What to produce: Write the next part of the text on the death penalty in Indiana, starting right after its last sentence.

Selected passage:
⁂

Death Penalty in Indiana
The state may seek a death sentence for murder by alleging the existence of at least one aggravating circumstance. Between 1897 and 2009, a total of 94 men have been executed in the State of Indiana for capital offenses.
The current death penalty law was enacted in 1996 by the Indiana General Assembly. The current method to carry out the execution is by lethal injection.
- Death Penalty Sentencing Procedure (IC 35-50-2-9)
- History of Death Penalty in Indiana
- Executed Offenders (1897 – 2009)
- Executed Offenders Statistics
- Appeals Process/Clemency
Offenders sentenced to death in Indiana are housed at the Indiana State Prison in Michigan City, IN. There are 13 men and one woman (housed in Ohio) currently under sentence of death in the State of Indiana. All offenders on Death Row are classified as maximum security and housed in single cells.
*There are no executions currently scheduled in Indiana.
When an Execution Order is received from a Court of Law, and all appeals have been exhausted, the State of Indiana makes preparations to carry out the sentence. All executions take place just after midnight at the Indiana State Prison in Michigan City, IN.

⁂

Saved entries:
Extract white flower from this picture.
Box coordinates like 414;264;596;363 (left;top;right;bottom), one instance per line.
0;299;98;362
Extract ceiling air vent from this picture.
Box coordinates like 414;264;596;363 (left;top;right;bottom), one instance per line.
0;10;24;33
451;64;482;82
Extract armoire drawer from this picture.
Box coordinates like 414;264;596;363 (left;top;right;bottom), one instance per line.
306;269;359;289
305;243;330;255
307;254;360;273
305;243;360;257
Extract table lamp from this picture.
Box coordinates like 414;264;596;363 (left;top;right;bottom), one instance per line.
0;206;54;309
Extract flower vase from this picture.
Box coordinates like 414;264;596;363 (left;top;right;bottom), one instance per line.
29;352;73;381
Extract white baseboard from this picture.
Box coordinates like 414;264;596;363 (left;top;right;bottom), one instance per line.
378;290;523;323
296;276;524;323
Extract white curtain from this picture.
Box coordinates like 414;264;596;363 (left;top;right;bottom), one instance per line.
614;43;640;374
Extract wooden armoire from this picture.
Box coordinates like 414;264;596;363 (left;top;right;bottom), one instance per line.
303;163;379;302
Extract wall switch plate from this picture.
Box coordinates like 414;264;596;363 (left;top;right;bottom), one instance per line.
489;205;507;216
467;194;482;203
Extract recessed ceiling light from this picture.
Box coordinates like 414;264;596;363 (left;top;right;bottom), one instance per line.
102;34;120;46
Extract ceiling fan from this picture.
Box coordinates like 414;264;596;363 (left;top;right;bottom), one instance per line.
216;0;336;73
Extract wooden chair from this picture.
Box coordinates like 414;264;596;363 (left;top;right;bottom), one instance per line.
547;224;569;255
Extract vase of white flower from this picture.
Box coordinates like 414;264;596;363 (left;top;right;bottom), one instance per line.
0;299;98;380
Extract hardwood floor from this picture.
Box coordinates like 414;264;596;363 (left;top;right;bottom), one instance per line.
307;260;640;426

⁂

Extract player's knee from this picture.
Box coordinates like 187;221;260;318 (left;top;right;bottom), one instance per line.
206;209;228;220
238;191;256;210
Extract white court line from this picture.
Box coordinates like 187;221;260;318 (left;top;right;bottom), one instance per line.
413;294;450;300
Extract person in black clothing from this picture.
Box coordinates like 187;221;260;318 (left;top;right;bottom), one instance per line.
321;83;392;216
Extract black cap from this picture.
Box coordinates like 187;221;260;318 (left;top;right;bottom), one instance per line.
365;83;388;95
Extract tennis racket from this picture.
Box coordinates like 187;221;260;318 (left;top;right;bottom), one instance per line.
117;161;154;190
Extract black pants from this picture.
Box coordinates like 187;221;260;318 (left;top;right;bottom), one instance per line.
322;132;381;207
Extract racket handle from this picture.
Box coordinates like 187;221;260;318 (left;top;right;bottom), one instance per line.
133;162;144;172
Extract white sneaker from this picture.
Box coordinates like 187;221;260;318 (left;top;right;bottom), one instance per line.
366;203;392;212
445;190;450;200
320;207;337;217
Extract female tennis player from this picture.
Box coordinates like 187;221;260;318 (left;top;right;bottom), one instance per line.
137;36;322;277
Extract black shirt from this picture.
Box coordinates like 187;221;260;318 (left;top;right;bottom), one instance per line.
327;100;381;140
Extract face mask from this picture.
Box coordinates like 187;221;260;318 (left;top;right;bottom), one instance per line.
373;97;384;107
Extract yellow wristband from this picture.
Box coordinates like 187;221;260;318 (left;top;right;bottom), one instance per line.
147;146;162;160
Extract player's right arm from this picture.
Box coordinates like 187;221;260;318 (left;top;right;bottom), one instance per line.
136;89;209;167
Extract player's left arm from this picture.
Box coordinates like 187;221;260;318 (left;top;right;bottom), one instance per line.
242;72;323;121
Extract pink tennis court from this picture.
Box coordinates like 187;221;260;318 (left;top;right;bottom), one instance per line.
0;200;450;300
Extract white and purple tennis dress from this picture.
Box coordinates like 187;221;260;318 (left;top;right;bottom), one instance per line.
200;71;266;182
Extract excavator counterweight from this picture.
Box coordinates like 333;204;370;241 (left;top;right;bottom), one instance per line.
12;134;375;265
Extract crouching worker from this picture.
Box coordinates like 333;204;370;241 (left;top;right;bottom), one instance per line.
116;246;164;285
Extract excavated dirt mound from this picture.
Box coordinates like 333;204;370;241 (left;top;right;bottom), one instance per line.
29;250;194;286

⁂

Your response:
Before a scheduled execution, an additional officer is assigned to Death Row to observe the offender under sentence. Prior to the execution, the offender is transferred to a holding cell, adjacent to the execution room. The holding cell is where the offender is offered a visit from a spiritual adviser.
The current method of execution is lethal injection. Indiana uses a three-drug protocol to carry out execution orders: Brevitol - to induce unconsciousness; Pancuronium or Vecuronium Bromide - to paralyze the respiratory system (stop breathing); and Potassium Chloride - to stop the heart.